What is being asked: Determine how many lines of the records below contain the string "returns", treating uppercase and lowercase as different. Reply with the number alone.

Raw records
────────
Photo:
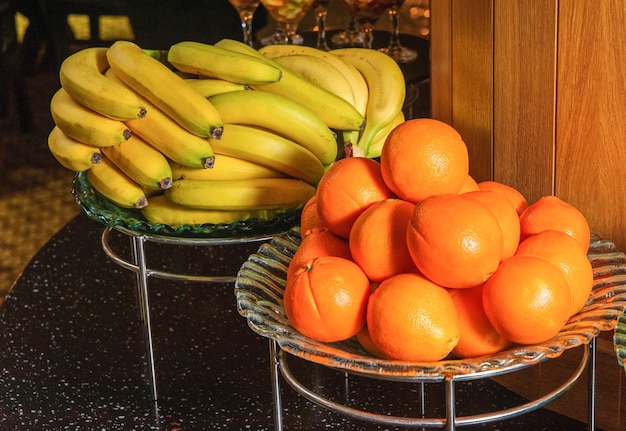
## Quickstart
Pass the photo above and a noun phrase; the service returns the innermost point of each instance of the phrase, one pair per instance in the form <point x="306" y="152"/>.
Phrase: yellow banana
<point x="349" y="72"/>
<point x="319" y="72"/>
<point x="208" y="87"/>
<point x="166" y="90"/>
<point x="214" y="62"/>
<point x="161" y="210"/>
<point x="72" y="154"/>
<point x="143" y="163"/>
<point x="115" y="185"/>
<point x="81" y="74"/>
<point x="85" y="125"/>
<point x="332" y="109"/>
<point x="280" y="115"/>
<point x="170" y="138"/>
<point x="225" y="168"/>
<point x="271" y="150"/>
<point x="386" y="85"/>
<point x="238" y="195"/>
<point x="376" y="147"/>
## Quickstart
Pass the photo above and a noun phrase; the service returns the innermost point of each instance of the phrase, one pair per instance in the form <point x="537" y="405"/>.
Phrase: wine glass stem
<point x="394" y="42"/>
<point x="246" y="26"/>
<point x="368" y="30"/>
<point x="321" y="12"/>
────────
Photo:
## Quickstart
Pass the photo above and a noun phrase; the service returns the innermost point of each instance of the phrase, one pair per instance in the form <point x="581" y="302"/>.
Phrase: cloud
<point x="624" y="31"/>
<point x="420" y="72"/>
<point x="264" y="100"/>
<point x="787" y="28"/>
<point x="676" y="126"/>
────────
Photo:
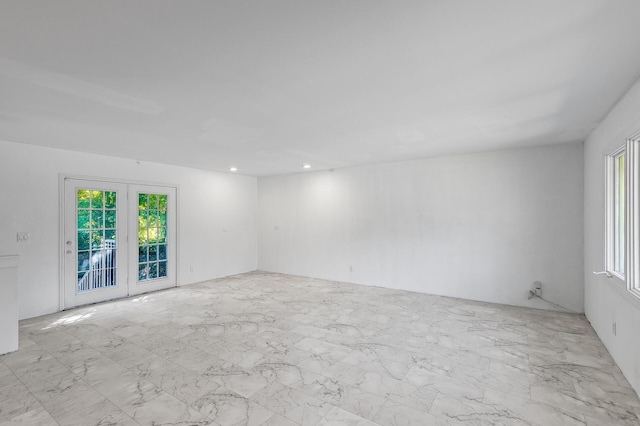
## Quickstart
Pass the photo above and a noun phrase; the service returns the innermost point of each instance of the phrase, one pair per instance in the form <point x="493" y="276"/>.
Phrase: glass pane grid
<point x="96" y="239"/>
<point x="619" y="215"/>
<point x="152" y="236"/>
────────
Right answer: 4